With the intensity of S XI $\lambda $188.68 measured, one can estimate the intensity of S XI $\lambda $186.84 by simply multiplying by the factor 0.34. This derived intensity can then be compared with the measured S XI-Fe XII feature at 186.88 Å. For the two data columns in the May 3 and May 6 datasets analysed in Sects. 6 and 7, the results are shown in Fig. 5. The key point to note is that the majority of the pixels show a S XI contribution of $\le$5%. Where the electron density is high in the May 3 data (pixels 50-170, see Fig. 17) the S XI contribution is around 2% as the Fe XII lines are more sensitive to higher densities than the S XI line.

The contribution of the S XI line at the 5% level would have the most effect on the Fe XII densities where the Fe XII ratio is most sensitive, i.e., around $\log~N_{\rm e}=10.5$. Using CHIANTI we find the Fe XII density is reduced by 0.08 dex. At $\log~N_{\rm e}=9.0$ the density is reduced by 0.05 dex. We also note that Brown et al. (2008) list a Ni XIV line as possibly blending with S XI $\lambda $188.68, potentially compromising the use of the S XI  line for estimating the $\lambda $186.84 contribution. Together with the fact that S XI $\lambda $188.68 is a weak line that is difficult to measure, we have decided not to correct Fe XII $\lambda $186.88 for the S XI contribution in the present analysis.

**Data to examine:**
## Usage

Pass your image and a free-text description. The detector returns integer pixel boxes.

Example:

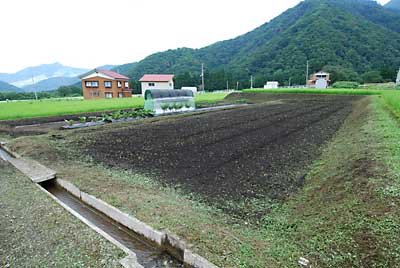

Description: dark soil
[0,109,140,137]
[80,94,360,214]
...
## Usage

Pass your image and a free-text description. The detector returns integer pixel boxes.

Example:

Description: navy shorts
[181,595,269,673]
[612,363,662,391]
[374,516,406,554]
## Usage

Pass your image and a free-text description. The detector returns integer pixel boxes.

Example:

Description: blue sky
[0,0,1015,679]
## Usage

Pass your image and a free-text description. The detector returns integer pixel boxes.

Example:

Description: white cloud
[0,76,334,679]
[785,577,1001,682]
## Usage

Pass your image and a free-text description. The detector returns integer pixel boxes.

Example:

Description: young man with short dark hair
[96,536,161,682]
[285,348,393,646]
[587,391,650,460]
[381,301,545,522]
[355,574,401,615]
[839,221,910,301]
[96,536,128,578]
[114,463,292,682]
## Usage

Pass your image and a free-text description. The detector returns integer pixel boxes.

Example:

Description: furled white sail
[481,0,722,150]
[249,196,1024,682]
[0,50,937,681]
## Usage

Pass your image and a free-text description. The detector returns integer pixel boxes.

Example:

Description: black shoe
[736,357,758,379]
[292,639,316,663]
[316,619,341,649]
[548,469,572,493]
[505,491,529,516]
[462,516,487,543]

**Exercise 1:** In the passage on the S XI blend with Fe XII, change the stretch from "With the intensity" up to and including "the S XI line." by putting "analyzed" in place of "analysed".
**Exercise 2:** Take the passage on the S XI blend with Fe XII further, writing on from its last sentence.

**Response 1:**
With the intensity of S XI $\lambda $188.68 measured, one can estimate the intensity of S XI $\lambda $186.84 by simply multiplying by the factor 0.34. This derived intensity can then be compared with the measured S XI-Fe XII feature at 186.88 Å. For the two data columns in the May 3 and May 6 datasets analyzed in Sects. 6 and 7, the results are shown in Fig. 5. The key point to note is that the majority of the pixels show a S XI contribution of $\le$5%. Where the electron density is high in the May 3 data (pixels 50-170, see Fig. 17) the S XI contribution is around 2% as the Fe XII lines are more sensitive to higher densities than the S XI line.

**Response 2:**
For fitting the 186.88 Å feature, it is necessary to consider nearby lines that are not directly blended but can affect line fitting. Fe VIII $\lambda $186.60 is not a blend, but sufficiently close that it can affect background estimates when fitting $\lambda $186.88. For this work both lines have been fitted simultaneously with two independent Gaussians. A weak line is found in the long wavelength wing of $\lambda $186.88 at 186.98 Å which has been suggested to be a Ni XI transition (Brown et al. 2008). Checks on the May 3 and May 6 data sets have demonstrated that this line is always weak relative to $\lambda $186.88, at most around 20% of the intensity. Adding an extra Gaussian to the fit to account for this line often works well, however there are a number of pixels that yield poor fits if there are missing data or weak lines. For the present work it was decided to ignore the Ni XI line by omitting the pixels at this wavelength - an example can be seen in Fig. 3. This method leads to much more robust fits while still yielding accurate estimates of the $\lambda $186.88 intensity.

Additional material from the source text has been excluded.